KOMİSYON KONUŞMASI

ABDULLAH KOÇ (Ağrı) - Teşekkür ediyorum Sayın Başkan.

Şimdi, bu kanun teklifinin geneli üzerinde sabah seansında, sabahki oturumda düşüncelerimizi dile getirdik fakat hemen ardından, kanunu teklif eden arkadaşlar, özellikle bu kanun yapma sürecine ilişkin birtakım açıklamalarda bulundular. Doğrudur, birçok meslek grubuyla, birçok yapıyla bu kısmen tartışıldı. Kanun yapma süreciyle ilgili iyi niyetle belki yola çıkıldı ancak şunu hemen ben söylemek isterim ki: Bu paylaşım, kamuoyuyla paylaşmak, bilim kuruluyla paylaşmak sadece bildirmekle mümkün değil, gelen öneriler ne derecede bu kanun teklifinde yer aldı, ona bakmak gerekiyor. Birinci sorum bu.

İkincisi: Yargılamanın sonlandırılması ve özellikle, hızlandırılması ne derecede adaleti sağlayacak? Bu da ayrı bir sorun.

Bu 1'inci maddeyle bağlantılı olmamakla birlikte, bu anlamda bir bakış açısını geliştirdiğimiz zaman şöyle bir şey çıkıyor ortaya: Türkiye, gerçek anlamda, adalet arayan bir aşamada yani siz hangi ferdi çevirirseniz çevirin, hangi kesimde olursa olsun, iktidar çevresinde olsun, muhalefet çevresinde olsun, sokakta olsun ya da toplumun hangi kesiminde olursa olsun, siz herhangi birini çevirdiğiniz zaman, adalete ilişkin olan şikâyetini, adalete ilişkin olan serzenişini muhakkak ki dile getirecektir. Burada sorun sadece -bize göre sadece- kısmen bir kanuni düzenlemeyle giderilebilecek bir husus değildir.

════════

*Alıştırma Koşulları*:
(1) Komisyon konuşmasını yapan Abdullah Koç hangi ili temsil ediyor?
(2) Komisyon konuşmasında "Şimdi, bu kanun teklifinin geneli" diye başlayan paragrafı daha kısa biçimde yeniden yazın.

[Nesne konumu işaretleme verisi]

════════

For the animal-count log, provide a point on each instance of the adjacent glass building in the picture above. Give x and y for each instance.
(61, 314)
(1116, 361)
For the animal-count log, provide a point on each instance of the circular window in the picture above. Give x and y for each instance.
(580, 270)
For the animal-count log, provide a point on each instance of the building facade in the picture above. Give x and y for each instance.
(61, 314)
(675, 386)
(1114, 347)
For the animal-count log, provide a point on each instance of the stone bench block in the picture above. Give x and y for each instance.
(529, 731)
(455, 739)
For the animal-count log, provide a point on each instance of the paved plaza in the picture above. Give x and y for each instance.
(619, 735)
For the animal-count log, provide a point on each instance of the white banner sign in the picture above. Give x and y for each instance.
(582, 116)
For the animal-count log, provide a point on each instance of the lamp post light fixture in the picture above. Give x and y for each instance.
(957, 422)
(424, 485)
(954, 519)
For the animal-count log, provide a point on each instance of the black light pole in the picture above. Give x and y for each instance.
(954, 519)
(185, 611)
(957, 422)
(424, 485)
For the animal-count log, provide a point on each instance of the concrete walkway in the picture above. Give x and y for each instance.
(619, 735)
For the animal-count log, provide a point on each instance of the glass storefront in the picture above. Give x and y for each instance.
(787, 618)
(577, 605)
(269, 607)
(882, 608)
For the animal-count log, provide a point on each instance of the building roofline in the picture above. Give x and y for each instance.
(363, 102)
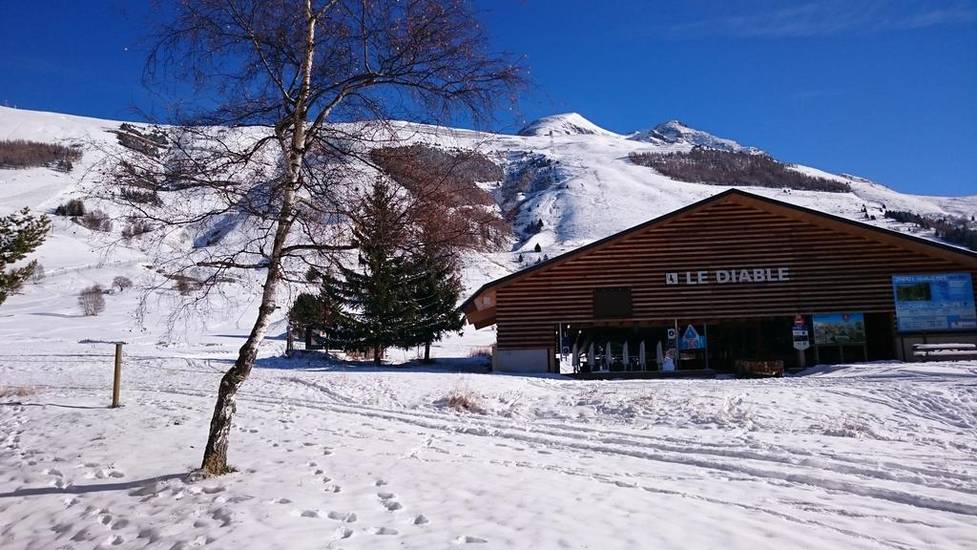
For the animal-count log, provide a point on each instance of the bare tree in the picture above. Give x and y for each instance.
(301, 88)
(121, 283)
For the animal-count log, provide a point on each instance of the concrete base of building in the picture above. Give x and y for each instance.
(521, 360)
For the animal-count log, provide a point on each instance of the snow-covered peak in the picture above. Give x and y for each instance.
(674, 131)
(565, 124)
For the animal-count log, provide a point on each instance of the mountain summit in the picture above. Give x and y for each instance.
(674, 131)
(564, 124)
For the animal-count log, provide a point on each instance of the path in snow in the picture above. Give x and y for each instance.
(879, 456)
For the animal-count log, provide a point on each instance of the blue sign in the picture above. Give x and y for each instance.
(934, 302)
(691, 339)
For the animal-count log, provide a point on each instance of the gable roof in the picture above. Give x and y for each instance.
(814, 216)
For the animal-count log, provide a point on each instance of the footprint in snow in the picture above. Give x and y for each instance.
(346, 517)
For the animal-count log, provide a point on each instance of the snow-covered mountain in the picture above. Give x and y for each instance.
(565, 124)
(565, 182)
(674, 131)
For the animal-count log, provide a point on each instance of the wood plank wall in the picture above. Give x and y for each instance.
(830, 271)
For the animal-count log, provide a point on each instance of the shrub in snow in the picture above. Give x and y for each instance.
(461, 401)
(135, 228)
(31, 154)
(185, 285)
(16, 391)
(138, 196)
(38, 275)
(92, 300)
(848, 425)
(73, 209)
(121, 283)
(96, 220)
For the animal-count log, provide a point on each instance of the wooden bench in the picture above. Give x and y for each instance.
(759, 368)
(949, 351)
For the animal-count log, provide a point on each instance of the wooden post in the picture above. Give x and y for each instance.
(117, 379)
(288, 340)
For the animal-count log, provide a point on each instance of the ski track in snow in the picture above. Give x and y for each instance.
(322, 453)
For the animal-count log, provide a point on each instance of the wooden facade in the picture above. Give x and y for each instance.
(732, 256)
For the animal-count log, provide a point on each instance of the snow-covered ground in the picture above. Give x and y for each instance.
(333, 456)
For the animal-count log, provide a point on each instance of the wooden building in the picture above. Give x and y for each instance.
(731, 278)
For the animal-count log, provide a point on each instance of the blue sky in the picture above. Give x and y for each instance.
(882, 89)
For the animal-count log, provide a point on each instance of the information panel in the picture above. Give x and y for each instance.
(934, 302)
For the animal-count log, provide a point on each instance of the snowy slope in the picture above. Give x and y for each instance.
(674, 131)
(565, 124)
(586, 190)
(332, 455)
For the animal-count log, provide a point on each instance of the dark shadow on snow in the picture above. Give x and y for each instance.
(324, 362)
(21, 403)
(93, 488)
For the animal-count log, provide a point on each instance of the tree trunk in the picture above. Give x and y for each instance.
(215, 454)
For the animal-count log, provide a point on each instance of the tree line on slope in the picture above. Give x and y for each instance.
(20, 234)
(953, 230)
(403, 289)
(715, 167)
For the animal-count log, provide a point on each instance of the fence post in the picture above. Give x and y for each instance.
(117, 379)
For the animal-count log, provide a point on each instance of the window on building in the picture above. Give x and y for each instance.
(612, 302)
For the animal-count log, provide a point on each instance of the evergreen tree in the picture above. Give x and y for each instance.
(20, 234)
(371, 301)
(435, 291)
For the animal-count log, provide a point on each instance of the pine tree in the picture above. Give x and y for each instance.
(372, 299)
(435, 292)
(20, 234)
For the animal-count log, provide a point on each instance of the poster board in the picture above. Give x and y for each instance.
(839, 329)
(934, 302)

════════

*Nihai Sonuçlar*:
(1) Ağrı.

(2) Kanun teklifinin geneli hakkındaki düşünceler sabah oturumunda dile getirildi. Ardından teklifi verenler kanun yapma sürecine dair açıklamalar yaptı. Teklif birçok meslek grubu ve yapıyla kısmen tartışıldı, süreç belki iyi niyetle başlatıldı. Ancak kamuoyu ve bilim kuruluyla paylaşım yalnızca bildirmekle olmaz; gelen önerilerin teklifte ne ölçüde yer aldığına bakmak gerekir. Konuşmacının birinci sorusu budur.